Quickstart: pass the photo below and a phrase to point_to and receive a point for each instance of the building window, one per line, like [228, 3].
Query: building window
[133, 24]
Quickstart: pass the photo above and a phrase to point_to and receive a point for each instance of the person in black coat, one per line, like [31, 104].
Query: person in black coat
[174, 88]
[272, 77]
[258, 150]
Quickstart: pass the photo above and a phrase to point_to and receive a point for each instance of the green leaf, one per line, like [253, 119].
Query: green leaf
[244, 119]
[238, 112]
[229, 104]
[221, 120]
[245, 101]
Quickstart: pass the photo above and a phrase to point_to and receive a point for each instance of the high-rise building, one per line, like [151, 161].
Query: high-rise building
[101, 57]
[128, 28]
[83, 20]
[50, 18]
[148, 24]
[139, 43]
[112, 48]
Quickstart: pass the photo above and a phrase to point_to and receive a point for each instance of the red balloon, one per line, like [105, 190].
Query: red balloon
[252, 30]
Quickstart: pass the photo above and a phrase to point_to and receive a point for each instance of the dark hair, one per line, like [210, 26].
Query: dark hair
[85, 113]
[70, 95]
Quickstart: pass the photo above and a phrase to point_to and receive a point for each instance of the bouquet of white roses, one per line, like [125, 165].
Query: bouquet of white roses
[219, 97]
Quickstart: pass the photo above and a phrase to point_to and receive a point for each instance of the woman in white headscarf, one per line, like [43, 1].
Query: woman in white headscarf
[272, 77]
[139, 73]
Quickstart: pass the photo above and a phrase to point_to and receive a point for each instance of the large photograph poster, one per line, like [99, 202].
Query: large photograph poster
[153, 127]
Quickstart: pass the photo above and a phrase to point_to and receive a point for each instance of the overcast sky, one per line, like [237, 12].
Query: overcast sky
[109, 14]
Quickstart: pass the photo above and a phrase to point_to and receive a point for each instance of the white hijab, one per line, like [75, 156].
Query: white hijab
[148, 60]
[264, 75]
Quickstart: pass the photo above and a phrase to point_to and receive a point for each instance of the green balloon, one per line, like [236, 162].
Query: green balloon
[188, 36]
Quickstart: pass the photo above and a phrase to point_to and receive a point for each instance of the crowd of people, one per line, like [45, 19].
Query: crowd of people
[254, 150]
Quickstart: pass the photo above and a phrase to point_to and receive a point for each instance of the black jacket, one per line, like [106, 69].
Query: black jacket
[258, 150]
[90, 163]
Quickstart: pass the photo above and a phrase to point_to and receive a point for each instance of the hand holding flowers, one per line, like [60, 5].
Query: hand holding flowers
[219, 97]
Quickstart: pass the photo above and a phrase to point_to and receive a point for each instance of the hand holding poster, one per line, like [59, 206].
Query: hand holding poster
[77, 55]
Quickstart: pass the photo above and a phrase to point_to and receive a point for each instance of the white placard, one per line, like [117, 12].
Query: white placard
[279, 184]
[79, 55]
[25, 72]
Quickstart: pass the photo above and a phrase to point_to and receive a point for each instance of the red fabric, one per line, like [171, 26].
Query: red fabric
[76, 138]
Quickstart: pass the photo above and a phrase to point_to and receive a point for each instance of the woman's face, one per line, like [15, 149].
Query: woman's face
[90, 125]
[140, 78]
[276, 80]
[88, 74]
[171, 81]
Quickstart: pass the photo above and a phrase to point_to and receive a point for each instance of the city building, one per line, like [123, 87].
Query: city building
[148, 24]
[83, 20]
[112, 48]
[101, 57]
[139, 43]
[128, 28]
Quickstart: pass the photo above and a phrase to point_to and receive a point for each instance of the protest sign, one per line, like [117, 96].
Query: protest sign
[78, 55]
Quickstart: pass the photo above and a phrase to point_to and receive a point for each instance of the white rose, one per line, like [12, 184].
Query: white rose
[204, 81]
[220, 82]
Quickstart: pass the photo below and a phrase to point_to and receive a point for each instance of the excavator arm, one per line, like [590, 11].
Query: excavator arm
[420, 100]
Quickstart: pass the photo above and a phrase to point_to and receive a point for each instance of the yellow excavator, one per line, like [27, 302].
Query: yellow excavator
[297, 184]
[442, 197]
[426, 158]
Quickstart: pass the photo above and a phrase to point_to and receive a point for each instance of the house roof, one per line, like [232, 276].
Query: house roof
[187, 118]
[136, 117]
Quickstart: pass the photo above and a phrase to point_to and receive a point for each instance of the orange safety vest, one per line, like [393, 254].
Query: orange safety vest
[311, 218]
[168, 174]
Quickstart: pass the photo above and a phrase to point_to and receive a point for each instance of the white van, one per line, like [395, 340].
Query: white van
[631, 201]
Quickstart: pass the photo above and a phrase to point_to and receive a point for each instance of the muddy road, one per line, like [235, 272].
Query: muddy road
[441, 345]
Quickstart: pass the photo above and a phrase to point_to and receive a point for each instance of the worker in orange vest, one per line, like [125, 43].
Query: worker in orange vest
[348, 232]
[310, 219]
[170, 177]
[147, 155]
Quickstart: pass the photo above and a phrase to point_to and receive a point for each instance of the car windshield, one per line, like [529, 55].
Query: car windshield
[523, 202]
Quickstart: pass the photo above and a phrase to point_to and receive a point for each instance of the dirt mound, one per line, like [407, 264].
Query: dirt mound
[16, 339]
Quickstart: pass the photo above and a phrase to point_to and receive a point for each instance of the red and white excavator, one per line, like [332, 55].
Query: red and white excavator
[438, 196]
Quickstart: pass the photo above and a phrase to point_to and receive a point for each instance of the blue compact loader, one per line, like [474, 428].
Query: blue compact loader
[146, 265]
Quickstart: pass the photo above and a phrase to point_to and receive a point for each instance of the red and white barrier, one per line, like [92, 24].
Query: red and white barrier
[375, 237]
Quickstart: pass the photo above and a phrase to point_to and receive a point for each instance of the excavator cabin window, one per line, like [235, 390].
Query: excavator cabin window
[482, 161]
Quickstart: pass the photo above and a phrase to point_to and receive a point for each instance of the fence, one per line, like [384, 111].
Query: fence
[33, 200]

THE TASK: Look back at the records above. Repeat all of them exactly.

SOLUTION TO THIS EXERCISE:
Quickstart: pass the photo below and a phrase to point_to and receive a point for each instance of the building window, one per line, like [228, 3].
Query: building window
[133, 24]
Quickstart: pass the photo above and a phrase to point_to and receive a point for each instance of the person in black coat, one per line, like [31, 104].
Query: person in black coat
[174, 88]
[272, 77]
[258, 150]
Quickstart: pass the photo above and a phrase to point_to and receive a point for each instance of the green leaf, one per line, like [253, 119].
Query: green leaf
[244, 119]
[238, 112]
[229, 104]
[221, 120]
[245, 101]
Quickstart: pass the photo above and a phrase to point_to and receive a point for each instance of the high-rise building, one per line, like [151, 161].
Query: high-rise building
[101, 57]
[128, 28]
[83, 20]
[50, 18]
[148, 24]
[139, 43]
[112, 48]
Quickstart: pass the photo above and a phrase to point_to and receive a point for each instance of the red balloon, one per line, like [105, 190].
Query: red balloon
[252, 30]
Quickstart: pass the photo above and a phrase to point_to and receive a point for each instance of the dark hair, one per line, like [210, 26].
Query: dark hair
[85, 113]
[70, 95]
Quickstart: pass the photo above and a phrase to point_to and receive a point for each instance of the bouquet of white roses, one per line, like [125, 165].
Query: bouquet of white roses
[219, 97]
Quickstart: pass the photo above and a phrase to point_to and receive a point for each instance of the woman in white headscarf, one per line, like [43, 1].
Query: woman in white headscarf
[272, 77]
[139, 73]
Quickstart: pass the photo above and a phrase to point_to and receive a point for each instance of the large photograph poster, one per line, like [99, 202].
Query: large photograph poster
[153, 127]
Quickstart: pass the photo above and a phrase to point_to and receive a point for each instance of the overcast sky, one per line, like [237, 12].
Query: overcast sky
[109, 14]
Quickstart: pass the photo above and a phrase to point_to and receive a point for each instance of the white hijab, one per line, like [75, 156].
Query: white hijab
[148, 60]
[264, 75]
Quickstart: pass the photo above and a phrase to point_to and receive a point for each instance of the green balloon, one per line, like [236, 162].
Query: green balloon
[188, 36]
Quickstart: pass the photo above and a phrase to point_to and receive a point for each instance of the crowd of people, one per line, like [45, 19].
Query: crowd of people
[254, 150]
Quickstart: pass the photo above and a phrase to point_to and receive a point for each instance of the black jacket, one per line, like [106, 69].
Query: black jacket
[258, 150]
[90, 163]
Quickstart: pass the photo above and a phrase to point_to and receive a point for each instance of the hand holding flowers, one per line, like [60, 5].
Query: hand holding flowers
[219, 97]
Quickstart: pass the photo above and a phrase to point_to and receive a point for each instance of the hand holding poster, one per line, like [59, 206].
Query: hand holding poster
[77, 55]
Quickstart: pass the photo above and a phrase to point_to and receive a point for each instance of the white placard, one per line, like [117, 12].
Query: white placard
[279, 184]
[79, 55]
[25, 72]
Quickstart: pass the photo above and a phrase to point_to and receive a point for each instance of the red fabric, one per line, like [171, 26].
Query: red fabric
[76, 138]
Quickstart: pass the photo above and a phrase to point_to and receive a point for each instance of the woman's face, one per line, like [15, 149].
Query: woman's face
[90, 125]
[140, 78]
[276, 80]
[88, 74]
[171, 81]
Quickstart: pass the photo above and a phrase to point_to and receive a point for each instance of the city building, one per line, like [123, 87].
Query: city building
[148, 24]
[83, 20]
[112, 48]
[101, 57]
[139, 43]
[128, 28]
Quickstart: pass the photo above and a phrase to point_to and receive a point for each instance of the protest sign, one per line, like [117, 96].
Query: protest sign
[78, 55]
Quickstart: pass the photo above and a phrase to point_to and receive a point for each instance of the white rose, one per line, like [12, 184].
Query: white rose
[204, 81]
[220, 82]
Quickstart: pass the photo below and a phrase to point_to and receive a point for each instance of the excavator arm, one per line, like [590, 11].
Query: excavator arm
[420, 100]
Quickstart: pass the photo above and a phrase to point_to and receive a point for each instance of the yellow excavator, one per line, like [27, 302].
Query: yellow excavator
[297, 184]
[442, 197]
[426, 158]
Quickstart: pass the photo above and a phrase to point_to and receive a point for each instance of the house roof, one per line, like [232, 276].
Query: house roof
[187, 118]
[136, 117]
Quickstart: pass the photo above and a phrase to point_to and receive a point for each instance of the orange safety vest, one per line, like [393, 254].
Query: orange safety vest
[311, 218]
[168, 174]
Quickstart: pass the photo above and a phrase to point_to and receive a point for each instance of the white van, one per line, like [395, 340].
Query: white van
[631, 201]
Quickstart: pass the photo above and a phrase to point_to and receive a point for each instance of the muddy road, one per line, like [235, 272].
Query: muddy road
[441, 345]
Quickstart: pass the photo above and a phrase to point_to and receive a point for each instance of the worker in orange vest, one per line, like [125, 43].
Query: worker in orange vest
[348, 232]
[310, 219]
[170, 177]
[147, 155]
Quickstart: pass the photo above and a phrase to point_to and receive a point for each instance of the car windshield, one per line, like [529, 55].
Query: car windshield
[523, 202]
Quickstart: pass the photo above and a phrase to point_to and receive a point for each instance of the dirt mound, one per line, like [407, 264].
Query: dirt mound
[16, 339]
Quickstart: pass the photo above and a phrase to point_to and receive a point for each instance of the red and white excavator, one per line, like [332, 55].
Query: red and white excavator
[438, 196]
Quickstart: pass the photo above and a phrase to point_to and receive a point for each instance of the blue compact loader, one per line, like [474, 428].
Query: blue compact loader
[146, 265]
Quickstart: pass the photo above and a phrase to point_to and receive a point for each instance of the red and white barrier, one per line, like [92, 24].
Query: red and white barrier
[375, 237]
Quickstart: pass the photo above and a phrase to point_to and receive a point for each instance of the excavator cabin window, one per line, like [235, 390].
Query: excavator cabin window
[482, 161]
Quickstart: pass the photo above and a phrase to point_to and receive a point for each instance of the fence, one per line, like [384, 111].
Query: fence
[33, 200]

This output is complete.